━━━ Document segment ━━━

From: Diangang Li <diangangli@gmail.com>
To: tytso@mit.edu, adilger.kernel@dilger.ca
Cc: linux-ext4@vger.kernel.org, linux-fsdevel@vger.kernel.org,
linux-kernel@vger.kernel.org, changfengnan@bytedance.com,
yizhang089@gmail.com, willy@infradead.org,
Diangang Li <lidiangang@bytedance.com>
Subject: [RFC v2 1/1] ext4: fail fast on repeated buffer_head reads after IO failure
Date: Mon, 13 Apr 2026 14:25:00 +0800 [thread overview]
Message-ID: <20260413062500.1380307-2-diangangli@gmail.com> (raw)
In-Reply-To: <20260413062500.1380307-1-diangangli@gmail.com>
From: Diangang Li <lidiangang@bytedance.com>
ext4 buffer_head reads serialize on BH_Lock. If a read fails, the buffer
remains !Uptodate. With concurrent callers, each waiter may resubmit the
same failing read after the previous holder drops BH_Lock. This can turn
a single read error into long stalls and hung tasks.
The block layer already retries reads. After it gives up, re-submitting
the same buffer_head read from ext4 makes no forward progress and just
keeps waiters serialized on BH_Lock.
Record read failures on buffer_head (BH_Read_EIO + b_err_timestamp) and,
when a retry window is configured (sysfs: err_retry_sec), fail fast for
repeated ext4 buffer_head reads within the window. Clear the state on
successful completion so the buffer can recover.

━━━ Information supplied ━━━

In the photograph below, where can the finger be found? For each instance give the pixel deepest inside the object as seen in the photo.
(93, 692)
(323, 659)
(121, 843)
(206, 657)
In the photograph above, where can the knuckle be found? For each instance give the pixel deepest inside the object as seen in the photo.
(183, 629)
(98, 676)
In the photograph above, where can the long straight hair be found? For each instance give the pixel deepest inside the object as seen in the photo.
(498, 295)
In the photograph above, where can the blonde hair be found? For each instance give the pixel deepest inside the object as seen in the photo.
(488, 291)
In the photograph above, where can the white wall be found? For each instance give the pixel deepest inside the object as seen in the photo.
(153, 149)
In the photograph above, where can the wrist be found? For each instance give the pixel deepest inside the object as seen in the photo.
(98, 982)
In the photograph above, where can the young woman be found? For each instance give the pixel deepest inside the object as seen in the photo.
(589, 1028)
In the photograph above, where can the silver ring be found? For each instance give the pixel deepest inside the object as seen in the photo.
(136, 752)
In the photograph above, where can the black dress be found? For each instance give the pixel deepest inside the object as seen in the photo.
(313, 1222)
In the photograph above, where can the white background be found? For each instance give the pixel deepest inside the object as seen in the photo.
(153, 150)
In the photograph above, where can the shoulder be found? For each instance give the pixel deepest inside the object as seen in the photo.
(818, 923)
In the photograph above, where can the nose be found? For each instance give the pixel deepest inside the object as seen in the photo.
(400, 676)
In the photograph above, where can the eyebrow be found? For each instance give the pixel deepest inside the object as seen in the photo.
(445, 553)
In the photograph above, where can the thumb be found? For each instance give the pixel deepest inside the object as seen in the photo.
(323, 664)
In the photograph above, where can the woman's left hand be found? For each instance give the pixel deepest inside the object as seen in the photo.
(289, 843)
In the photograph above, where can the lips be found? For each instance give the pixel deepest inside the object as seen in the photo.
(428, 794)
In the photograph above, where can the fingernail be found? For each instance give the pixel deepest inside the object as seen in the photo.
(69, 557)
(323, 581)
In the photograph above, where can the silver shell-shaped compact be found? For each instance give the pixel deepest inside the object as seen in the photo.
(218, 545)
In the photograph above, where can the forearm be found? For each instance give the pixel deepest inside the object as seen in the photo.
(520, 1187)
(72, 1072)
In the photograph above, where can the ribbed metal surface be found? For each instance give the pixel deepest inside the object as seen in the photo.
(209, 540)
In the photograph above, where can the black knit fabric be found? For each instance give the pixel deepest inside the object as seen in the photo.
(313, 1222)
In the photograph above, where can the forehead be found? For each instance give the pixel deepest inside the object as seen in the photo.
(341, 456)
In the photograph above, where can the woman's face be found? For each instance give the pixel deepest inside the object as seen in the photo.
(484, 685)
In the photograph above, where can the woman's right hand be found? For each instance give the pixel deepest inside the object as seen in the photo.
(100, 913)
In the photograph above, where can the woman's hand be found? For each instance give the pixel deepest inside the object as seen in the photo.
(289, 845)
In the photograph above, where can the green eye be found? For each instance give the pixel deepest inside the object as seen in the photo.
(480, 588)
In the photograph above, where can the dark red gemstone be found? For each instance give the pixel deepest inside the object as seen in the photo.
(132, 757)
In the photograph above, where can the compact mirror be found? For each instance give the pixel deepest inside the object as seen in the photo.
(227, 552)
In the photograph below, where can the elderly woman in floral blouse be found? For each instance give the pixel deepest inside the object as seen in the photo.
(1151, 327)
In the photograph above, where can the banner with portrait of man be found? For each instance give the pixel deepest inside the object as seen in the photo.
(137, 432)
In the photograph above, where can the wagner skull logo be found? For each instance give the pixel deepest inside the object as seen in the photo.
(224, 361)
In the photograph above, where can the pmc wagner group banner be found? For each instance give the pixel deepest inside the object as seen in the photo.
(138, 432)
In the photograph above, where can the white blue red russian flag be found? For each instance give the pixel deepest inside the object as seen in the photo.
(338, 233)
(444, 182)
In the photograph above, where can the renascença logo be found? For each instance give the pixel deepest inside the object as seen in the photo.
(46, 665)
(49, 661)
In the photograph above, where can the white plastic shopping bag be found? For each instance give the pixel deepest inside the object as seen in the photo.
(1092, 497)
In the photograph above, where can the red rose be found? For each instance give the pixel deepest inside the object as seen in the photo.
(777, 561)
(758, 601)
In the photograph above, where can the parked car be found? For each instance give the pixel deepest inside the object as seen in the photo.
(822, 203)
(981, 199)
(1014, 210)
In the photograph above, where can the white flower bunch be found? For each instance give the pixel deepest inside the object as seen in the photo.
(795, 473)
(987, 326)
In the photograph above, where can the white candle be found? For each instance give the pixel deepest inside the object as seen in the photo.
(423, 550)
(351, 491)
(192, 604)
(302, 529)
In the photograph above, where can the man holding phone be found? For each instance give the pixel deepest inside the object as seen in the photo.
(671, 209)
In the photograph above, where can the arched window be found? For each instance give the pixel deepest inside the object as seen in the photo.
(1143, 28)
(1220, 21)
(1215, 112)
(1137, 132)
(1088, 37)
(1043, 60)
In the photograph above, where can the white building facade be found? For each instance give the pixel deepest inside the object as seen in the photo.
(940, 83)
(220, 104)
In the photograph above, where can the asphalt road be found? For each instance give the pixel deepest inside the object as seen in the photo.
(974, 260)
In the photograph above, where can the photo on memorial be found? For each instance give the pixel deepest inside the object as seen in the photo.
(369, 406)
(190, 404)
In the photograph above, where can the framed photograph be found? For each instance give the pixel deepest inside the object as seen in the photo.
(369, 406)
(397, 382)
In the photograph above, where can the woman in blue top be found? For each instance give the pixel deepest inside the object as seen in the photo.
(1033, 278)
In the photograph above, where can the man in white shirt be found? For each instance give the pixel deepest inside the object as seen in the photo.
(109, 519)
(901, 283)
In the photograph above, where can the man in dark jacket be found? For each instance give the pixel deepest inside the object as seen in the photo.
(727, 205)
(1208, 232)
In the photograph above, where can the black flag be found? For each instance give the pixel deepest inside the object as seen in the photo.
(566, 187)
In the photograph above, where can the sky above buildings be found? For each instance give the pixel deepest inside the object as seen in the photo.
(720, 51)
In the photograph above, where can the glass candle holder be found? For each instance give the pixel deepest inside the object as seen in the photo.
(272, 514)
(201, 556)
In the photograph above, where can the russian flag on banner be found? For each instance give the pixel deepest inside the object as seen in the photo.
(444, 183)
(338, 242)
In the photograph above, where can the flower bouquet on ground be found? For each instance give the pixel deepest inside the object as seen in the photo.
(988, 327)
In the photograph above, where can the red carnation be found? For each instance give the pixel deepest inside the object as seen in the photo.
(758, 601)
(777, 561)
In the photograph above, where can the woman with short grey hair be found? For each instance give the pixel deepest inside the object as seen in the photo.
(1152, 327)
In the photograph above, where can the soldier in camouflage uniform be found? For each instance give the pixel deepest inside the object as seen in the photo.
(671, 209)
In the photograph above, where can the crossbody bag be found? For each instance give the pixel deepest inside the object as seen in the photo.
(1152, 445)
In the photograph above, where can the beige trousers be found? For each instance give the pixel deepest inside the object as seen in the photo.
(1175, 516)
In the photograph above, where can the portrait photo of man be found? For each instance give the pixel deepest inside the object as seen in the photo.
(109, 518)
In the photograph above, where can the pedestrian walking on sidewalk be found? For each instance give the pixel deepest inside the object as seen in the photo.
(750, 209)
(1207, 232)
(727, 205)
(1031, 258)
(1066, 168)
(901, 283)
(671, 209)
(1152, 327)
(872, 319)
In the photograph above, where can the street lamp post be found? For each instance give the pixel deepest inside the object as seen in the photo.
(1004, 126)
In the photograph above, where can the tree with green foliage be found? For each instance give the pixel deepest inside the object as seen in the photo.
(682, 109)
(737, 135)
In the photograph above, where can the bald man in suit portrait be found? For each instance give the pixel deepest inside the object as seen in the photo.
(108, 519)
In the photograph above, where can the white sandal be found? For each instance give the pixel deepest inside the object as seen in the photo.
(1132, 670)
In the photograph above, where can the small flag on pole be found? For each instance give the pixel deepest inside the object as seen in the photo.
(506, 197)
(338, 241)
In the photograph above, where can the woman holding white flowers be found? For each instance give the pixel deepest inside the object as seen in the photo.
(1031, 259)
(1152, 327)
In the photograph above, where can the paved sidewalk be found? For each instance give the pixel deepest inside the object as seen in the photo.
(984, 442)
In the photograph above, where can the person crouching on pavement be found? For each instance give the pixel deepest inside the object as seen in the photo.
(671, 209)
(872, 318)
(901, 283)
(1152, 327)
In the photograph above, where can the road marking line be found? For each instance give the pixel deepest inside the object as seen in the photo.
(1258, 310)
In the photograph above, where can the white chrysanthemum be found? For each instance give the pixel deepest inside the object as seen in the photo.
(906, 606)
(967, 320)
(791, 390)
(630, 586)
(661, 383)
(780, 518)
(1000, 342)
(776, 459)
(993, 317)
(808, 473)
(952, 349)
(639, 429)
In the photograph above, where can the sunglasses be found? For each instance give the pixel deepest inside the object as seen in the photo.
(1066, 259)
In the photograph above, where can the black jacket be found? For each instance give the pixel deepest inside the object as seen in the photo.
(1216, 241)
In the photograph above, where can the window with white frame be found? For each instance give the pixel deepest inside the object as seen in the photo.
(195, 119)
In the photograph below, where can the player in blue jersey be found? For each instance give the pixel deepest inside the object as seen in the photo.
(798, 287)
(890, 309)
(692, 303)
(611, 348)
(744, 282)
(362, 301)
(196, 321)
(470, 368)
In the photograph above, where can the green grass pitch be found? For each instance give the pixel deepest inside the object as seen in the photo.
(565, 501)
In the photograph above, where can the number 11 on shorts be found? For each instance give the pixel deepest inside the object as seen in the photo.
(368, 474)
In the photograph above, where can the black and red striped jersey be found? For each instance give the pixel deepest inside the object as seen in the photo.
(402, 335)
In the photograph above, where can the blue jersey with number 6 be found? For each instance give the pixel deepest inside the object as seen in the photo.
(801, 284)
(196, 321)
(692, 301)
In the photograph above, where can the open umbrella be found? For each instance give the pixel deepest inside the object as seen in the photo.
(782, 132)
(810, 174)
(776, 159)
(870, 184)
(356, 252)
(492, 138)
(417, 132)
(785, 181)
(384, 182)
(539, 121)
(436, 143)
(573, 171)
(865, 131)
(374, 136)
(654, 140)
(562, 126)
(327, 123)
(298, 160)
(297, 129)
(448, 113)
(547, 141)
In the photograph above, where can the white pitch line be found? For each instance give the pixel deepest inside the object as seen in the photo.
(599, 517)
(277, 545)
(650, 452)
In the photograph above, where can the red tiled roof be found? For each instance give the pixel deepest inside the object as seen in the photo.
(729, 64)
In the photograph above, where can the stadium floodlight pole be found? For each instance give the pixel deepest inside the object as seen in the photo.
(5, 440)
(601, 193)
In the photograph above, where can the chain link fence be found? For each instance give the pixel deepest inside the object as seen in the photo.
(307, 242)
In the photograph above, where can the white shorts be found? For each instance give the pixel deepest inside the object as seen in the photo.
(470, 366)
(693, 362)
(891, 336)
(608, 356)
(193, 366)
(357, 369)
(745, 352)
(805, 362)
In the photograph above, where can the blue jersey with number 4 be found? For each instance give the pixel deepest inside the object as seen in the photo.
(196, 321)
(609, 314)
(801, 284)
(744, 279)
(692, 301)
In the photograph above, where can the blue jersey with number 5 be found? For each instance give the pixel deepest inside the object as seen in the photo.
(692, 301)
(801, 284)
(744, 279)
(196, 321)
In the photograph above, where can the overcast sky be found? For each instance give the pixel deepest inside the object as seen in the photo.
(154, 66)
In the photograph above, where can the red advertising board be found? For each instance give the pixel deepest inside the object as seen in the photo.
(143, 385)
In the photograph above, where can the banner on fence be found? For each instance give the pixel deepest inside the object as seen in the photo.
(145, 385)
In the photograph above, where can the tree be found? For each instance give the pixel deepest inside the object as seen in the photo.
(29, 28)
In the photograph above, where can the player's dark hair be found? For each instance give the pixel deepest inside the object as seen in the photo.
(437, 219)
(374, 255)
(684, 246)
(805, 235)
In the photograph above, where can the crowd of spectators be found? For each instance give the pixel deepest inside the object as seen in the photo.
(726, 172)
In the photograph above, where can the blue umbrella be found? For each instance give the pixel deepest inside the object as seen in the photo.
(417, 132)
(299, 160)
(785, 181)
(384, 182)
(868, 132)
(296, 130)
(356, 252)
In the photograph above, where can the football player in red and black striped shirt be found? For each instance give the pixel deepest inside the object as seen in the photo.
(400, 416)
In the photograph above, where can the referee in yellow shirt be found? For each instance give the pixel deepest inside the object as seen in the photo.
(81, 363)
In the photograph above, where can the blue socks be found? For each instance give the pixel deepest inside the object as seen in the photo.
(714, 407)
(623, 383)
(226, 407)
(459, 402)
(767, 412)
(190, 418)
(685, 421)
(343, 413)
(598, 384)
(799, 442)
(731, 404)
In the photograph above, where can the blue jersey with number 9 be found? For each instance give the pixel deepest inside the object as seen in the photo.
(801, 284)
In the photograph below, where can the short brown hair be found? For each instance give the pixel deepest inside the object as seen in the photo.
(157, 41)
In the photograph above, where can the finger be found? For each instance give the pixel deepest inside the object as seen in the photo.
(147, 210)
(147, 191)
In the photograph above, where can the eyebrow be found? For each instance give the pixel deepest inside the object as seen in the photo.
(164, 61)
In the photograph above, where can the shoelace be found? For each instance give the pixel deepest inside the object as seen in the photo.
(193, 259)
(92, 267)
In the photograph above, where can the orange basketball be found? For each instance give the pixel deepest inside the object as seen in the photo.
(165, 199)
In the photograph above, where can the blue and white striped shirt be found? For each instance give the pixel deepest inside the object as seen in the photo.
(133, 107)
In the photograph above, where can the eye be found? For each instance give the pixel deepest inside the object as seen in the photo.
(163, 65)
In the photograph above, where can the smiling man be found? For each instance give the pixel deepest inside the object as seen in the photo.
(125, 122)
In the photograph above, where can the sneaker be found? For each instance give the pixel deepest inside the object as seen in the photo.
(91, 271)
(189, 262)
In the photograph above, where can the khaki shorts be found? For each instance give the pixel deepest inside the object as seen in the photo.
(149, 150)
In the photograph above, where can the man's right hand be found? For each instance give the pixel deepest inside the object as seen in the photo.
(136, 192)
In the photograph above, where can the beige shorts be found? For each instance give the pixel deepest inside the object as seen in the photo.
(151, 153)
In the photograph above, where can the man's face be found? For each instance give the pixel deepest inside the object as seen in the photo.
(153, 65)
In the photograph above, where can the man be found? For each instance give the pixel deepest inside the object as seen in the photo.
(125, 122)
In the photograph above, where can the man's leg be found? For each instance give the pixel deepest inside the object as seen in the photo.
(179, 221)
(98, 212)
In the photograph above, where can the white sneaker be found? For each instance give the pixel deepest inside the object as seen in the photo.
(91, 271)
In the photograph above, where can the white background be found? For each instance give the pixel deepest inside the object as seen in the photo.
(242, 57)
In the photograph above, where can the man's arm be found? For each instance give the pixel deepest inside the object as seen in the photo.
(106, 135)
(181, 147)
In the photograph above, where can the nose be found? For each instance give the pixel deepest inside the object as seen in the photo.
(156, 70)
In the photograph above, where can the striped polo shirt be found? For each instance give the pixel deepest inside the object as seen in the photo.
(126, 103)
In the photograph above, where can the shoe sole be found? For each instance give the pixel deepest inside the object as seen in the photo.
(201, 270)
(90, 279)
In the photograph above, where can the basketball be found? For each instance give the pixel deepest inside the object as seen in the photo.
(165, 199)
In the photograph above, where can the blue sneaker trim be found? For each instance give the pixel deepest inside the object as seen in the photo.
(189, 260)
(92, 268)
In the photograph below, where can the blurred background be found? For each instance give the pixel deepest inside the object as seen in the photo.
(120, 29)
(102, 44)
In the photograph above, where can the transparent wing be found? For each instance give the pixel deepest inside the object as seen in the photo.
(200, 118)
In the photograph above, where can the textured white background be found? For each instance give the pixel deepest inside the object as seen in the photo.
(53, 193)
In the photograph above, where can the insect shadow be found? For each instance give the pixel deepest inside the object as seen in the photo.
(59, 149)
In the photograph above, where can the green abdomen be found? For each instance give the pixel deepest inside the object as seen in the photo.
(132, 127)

━━━

Stated problem 1
In the listing, change "red rose" to "yellow rose" and give the lines from the one with "In the photograph above, where can the wagner" to the one with "(1014, 210)" again, with everything else left as it is.
Stated problem 2
Write the next part of the ext4 patch description on failed buffer_head reads, picking up after its final sentence.

Task output 1
In the photograph above, where can the wagner skull logo be found? For each instance give the pixel deepest inside the object as seen in the photo.
(224, 361)
In the photograph above, where can the pmc wagner group banner be found? For each instance give the pixel deepest inside the object as seen in the photo.
(138, 432)
In the photograph above, where can the white blue red russian flag be found? For each instance give the pixel deepest inside the object as seen in the photo.
(338, 233)
(444, 182)
In the photograph above, where can the renascença logo be found? For each instance give the pixel deepest inside the object as seen in the photo.
(46, 665)
(49, 661)
In the photograph above, where can the white plastic shopping bag be found? For each instance give the pixel deepest inside the object as seen in the photo.
(1092, 497)
In the photograph above, where can the yellow rose be found? For each instance give the pixel deepest inside the object as seen in the photo.
(777, 561)
(758, 601)
In the photograph above, where can the parked car be found? For each instance give the pixel deepest inside the object as seen in the photo.
(822, 203)
(981, 199)
(1014, 210)

Task output 2
err_retry_sec defaults to 0, which keeps the current behavior (subsequent
callers may retry the same read). Set it to a non-zero value to throttle
repeated reads within the window.
Example hung stacks:
INFO: task toutiao.infra.t:3760933 blocked for more than 327 seconds.
Call Trace:
__schedule
io_schedule
__wait_on_bit_lock
bh_uptodate_or_lock
__read_extent_tree_block
ext4_find_extent
ext4_ext_map_blocks
ext4_map_blocks
ext4_getblk
ext4_bread
__ext4_read_dirblock
dx_probe
ext4_htree_fill_tree
ext4_readdir
iterate_dir
ksys_getdents64
INFO: task toutiao.infra.t:2724456 blocked for more than 327 seconds.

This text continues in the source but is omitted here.